**Exercise brief**
Every line of the material that follows must be printed again exactly.

[Items from a data source]
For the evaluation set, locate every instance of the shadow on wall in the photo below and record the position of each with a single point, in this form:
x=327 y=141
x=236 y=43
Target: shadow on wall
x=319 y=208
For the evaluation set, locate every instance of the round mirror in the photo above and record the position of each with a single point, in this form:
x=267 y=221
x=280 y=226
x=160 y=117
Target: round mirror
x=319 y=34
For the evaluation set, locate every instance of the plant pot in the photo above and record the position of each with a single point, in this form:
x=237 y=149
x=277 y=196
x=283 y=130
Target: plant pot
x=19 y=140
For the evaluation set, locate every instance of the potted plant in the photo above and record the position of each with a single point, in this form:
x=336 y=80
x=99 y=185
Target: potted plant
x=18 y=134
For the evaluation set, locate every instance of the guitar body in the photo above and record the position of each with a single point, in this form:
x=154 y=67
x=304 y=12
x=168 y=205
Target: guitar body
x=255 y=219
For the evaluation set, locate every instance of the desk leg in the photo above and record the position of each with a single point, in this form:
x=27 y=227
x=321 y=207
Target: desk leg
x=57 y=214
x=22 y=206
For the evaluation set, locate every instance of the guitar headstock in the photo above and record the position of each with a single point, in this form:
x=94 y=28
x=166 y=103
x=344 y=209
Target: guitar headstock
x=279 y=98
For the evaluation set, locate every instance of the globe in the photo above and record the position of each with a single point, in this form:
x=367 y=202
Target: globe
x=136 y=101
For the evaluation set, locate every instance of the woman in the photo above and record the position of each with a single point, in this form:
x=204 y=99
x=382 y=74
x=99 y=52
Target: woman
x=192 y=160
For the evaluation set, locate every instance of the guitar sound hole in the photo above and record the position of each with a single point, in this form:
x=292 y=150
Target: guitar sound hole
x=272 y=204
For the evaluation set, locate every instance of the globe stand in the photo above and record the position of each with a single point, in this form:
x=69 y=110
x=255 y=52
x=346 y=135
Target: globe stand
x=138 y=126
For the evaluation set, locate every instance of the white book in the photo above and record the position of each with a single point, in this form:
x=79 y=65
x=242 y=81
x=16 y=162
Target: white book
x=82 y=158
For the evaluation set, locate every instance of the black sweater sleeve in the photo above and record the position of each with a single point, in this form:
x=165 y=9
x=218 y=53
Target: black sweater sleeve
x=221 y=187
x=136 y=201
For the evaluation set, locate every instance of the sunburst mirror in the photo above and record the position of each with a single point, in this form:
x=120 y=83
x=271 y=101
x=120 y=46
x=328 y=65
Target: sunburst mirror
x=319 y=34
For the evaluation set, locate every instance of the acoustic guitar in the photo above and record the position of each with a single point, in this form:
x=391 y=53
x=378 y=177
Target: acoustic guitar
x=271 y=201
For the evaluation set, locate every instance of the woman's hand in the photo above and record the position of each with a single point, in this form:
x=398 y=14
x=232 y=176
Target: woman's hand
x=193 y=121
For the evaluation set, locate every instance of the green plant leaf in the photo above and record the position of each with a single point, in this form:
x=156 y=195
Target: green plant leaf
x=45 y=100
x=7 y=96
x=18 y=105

**Output of the task**
For the evaluation set, locate every instance of the shadow on wall in the photo below and record the position of each with a single point, in this form:
x=327 y=141
x=236 y=43
Target: shadow on wall
x=319 y=208
For the evaluation set, locate every instance of the round mirror in the photo above and record the position of each with a single point, in this form:
x=267 y=221
x=280 y=226
x=160 y=117
Target: round mirror
x=319 y=34
For the evaluation set, locate every instance of the plant pot in the photo above and record the position of each with a single point, in this form:
x=237 y=149
x=277 y=196
x=283 y=130
Target: plant pot
x=19 y=140
For the evaluation set, locate every instance of the potted plant in the photo above and record the position of each with a single point, in this form:
x=336 y=80
x=99 y=185
Target: potted plant
x=18 y=134
For the evaluation set, locate every instance of the guitar body in the photo above and record the position of each with a single point, in this form:
x=154 y=67
x=304 y=12
x=168 y=205
Target: guitar body
x=255 y=219
For the evaluation set, locate every instance of the desk leg in the photo above and record the position of each with a single point, in this form:
x=27 y=227
x=321 y=207
Target: desk leg
x=57 y=214
x=22 y=206
For the evaluation set, locate every instance of the guitar headstock in the photo above and record the position of each with a single point, in this form:
x=94 y=28
x=166 y=103
x=344 y=209
Target: guitar headstock
x=279 y=98
For the evaluation set, locate every instance of the globe in the photo above and record the position of each with a single point, in this form:
x=367 y=202
Target: globe
x=136 y=101
For the evaluation set, locate every instance of the woman in the photo above and record the position of each with a single point, in this form:
x=204 y=99
x=382 y=74
x=99 y=52
Target: woman
x=192 y=160
For the evaluation set, locate every instance of the guitar sound hole in the photo above and record the position of each with a single point, in this form:
x=292 y=150
Target: guitar sound hole
x=272 y=204
For the evaluation set, locate every instance of the globe stand in the photo above and record the position of each with a single point, in this form:
x=69 y=110
x=255 y=52
x=346 y=135
Target: globe stand
x=138 y=126
For the evaluation set, locate every instance of the white book in the photo above and record the position of each with a single point, in this form:
x=79 y=65
x=242 y=81
x=16 y=162
Target: white book
x=82 y=158
For the evaluation set, locate every instance of the black sweater sleeve in the photo above and record the position of each with a single point, in this form:
x=165 y=9
x=218 y=53
Target: black sweater sleeve
x=221 y=187
x=136 y=201
For the evaluation set, locate every instance of the sunburst mirror in the photo above and record the position of each with a single point, in this form:
x=120 y=83
x=271 y=101
x=120 y=46
x=328 y=65
Target: sunburst mirror
x=319 y=34
For the evaluation set, locate every instance of the acoustic guitar in the photo above and record the position of each with a single point, in this form:
x=391 y=53
x=378 y=177
Target: acoustic guitar
x=271 y=201
For the evaluation set, locate every instance of the woman's hand in the photo above and record the position of each with a single point, in this form:
x=398 y=14
x=232 y=176
Target: woman's hand
x=193 y=121
For the evaluation set, locate every instance of the green plant leaf in the photo above and record the position of each with a single point, in this form:
x=156 y=195
Target: green plant leaf
x=45 y=100
x=7 y=96
x=18 y=105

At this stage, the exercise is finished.